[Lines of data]
------------------------------------------------

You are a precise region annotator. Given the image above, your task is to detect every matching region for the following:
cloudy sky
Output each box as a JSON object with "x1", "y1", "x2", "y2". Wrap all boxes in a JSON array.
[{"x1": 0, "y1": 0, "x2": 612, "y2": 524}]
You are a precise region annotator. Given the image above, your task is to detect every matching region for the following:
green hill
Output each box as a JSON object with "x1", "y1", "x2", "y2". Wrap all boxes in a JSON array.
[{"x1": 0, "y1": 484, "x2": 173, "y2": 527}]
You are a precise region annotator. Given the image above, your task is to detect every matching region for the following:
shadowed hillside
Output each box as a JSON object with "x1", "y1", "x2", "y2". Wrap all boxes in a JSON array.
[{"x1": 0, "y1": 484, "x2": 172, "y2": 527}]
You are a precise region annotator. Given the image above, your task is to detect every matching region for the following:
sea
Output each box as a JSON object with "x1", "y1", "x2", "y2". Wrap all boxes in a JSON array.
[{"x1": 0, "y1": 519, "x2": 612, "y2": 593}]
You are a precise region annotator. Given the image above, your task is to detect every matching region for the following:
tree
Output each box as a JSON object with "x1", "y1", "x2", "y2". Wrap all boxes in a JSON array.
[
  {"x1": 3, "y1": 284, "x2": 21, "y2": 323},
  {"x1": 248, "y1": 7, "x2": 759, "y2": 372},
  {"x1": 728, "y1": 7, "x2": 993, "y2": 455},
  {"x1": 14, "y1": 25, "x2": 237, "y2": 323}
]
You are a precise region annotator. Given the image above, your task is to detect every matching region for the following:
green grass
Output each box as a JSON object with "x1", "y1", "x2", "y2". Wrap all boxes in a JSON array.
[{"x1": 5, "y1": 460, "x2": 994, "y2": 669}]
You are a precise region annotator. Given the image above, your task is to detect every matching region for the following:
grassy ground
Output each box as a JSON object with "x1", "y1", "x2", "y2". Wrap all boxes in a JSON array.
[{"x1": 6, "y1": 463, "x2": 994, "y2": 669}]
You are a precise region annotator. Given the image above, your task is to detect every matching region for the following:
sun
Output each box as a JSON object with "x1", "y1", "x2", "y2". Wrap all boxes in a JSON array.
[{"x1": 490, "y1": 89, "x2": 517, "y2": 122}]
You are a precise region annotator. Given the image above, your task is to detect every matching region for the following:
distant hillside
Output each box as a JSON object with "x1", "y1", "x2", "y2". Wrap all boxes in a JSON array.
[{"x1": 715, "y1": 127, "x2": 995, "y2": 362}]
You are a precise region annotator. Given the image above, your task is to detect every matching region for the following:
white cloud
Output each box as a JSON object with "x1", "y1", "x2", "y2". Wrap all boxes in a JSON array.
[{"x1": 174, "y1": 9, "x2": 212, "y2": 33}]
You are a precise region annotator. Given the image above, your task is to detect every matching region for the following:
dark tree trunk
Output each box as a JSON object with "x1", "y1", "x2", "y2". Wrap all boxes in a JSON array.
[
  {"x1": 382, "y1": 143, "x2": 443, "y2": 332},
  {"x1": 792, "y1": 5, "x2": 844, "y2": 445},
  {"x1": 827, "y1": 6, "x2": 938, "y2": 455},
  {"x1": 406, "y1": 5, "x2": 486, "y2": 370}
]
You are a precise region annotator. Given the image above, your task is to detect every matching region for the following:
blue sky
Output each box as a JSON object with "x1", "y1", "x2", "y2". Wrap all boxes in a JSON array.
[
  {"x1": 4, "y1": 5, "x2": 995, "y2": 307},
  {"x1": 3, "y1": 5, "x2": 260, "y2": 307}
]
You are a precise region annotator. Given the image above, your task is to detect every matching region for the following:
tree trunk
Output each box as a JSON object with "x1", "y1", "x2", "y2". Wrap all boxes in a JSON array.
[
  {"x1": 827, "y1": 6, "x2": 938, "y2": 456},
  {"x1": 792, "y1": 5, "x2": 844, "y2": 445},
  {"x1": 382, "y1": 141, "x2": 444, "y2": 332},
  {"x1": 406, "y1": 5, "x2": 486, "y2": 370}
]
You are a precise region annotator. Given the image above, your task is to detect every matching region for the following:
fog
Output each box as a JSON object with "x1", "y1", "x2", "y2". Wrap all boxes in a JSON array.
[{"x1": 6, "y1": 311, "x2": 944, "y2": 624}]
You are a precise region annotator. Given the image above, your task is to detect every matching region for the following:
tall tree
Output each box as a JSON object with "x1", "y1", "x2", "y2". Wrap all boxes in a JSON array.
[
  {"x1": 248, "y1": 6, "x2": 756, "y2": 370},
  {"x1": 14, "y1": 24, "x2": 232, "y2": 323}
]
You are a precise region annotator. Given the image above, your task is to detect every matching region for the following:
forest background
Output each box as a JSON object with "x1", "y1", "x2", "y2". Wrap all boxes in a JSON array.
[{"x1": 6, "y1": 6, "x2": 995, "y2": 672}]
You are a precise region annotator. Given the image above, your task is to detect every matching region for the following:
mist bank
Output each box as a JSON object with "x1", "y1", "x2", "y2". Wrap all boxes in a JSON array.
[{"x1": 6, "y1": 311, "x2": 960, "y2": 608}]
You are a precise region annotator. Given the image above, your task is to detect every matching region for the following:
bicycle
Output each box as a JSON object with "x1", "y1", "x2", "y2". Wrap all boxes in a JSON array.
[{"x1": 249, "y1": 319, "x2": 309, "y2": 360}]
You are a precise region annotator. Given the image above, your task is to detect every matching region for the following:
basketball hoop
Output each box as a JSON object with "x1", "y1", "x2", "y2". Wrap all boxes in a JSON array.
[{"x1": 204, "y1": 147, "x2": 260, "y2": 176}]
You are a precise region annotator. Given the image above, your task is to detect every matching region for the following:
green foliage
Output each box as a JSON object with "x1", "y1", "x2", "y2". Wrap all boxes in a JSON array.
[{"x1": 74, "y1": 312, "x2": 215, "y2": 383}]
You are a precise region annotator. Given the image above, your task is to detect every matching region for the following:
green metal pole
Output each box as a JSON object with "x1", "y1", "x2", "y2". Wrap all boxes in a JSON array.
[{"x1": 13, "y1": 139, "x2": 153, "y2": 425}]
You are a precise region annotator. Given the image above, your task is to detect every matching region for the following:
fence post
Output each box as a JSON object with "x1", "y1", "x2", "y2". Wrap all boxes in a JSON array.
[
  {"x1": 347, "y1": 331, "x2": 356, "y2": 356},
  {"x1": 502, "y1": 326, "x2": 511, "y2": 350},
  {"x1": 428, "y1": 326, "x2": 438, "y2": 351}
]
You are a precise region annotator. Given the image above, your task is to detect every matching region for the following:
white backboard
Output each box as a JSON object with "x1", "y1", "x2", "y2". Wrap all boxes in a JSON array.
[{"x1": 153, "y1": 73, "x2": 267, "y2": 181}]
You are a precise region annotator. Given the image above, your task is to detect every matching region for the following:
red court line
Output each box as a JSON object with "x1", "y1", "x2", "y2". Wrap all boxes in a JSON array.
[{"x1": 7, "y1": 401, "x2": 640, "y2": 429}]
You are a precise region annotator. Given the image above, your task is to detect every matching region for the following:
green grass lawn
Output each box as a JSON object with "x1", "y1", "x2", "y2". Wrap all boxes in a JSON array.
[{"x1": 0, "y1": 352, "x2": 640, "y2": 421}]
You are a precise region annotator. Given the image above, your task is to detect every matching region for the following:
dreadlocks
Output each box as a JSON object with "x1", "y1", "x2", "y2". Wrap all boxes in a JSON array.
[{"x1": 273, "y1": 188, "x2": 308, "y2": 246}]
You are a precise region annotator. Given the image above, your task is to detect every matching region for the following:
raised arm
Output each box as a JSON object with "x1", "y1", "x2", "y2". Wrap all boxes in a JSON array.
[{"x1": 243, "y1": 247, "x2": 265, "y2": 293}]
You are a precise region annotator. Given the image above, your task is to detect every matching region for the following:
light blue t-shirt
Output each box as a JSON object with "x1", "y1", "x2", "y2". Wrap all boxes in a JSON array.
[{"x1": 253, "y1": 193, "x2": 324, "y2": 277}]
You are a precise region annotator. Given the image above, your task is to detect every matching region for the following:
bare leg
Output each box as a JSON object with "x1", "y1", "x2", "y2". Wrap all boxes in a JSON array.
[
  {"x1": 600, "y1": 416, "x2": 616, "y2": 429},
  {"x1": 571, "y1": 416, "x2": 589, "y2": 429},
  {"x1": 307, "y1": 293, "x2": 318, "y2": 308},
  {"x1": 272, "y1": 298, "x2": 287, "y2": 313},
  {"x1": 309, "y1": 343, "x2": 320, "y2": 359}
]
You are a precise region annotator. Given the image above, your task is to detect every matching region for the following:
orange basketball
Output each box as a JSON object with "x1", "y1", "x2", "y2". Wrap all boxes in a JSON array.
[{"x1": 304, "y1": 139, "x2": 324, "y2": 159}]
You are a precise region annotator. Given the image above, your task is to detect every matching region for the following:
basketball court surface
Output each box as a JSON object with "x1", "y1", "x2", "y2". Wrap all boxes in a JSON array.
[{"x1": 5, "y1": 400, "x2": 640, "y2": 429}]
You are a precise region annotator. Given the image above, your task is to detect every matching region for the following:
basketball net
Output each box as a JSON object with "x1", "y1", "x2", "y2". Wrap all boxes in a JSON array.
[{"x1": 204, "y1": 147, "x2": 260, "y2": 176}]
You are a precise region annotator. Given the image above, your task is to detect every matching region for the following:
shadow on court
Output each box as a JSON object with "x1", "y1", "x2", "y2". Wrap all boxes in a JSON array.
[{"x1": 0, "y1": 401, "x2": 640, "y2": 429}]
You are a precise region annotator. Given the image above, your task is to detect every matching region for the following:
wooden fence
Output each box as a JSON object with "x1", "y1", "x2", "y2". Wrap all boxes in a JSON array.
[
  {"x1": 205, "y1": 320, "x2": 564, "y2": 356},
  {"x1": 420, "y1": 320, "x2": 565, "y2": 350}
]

------------------------------------------------

__Task brief__
Identify every line in the records above that contains the string "hillside", treating uppercase and lowercase as different, and copy each of those lines.

__Answer for the task__
shadowed hillside
distant hillside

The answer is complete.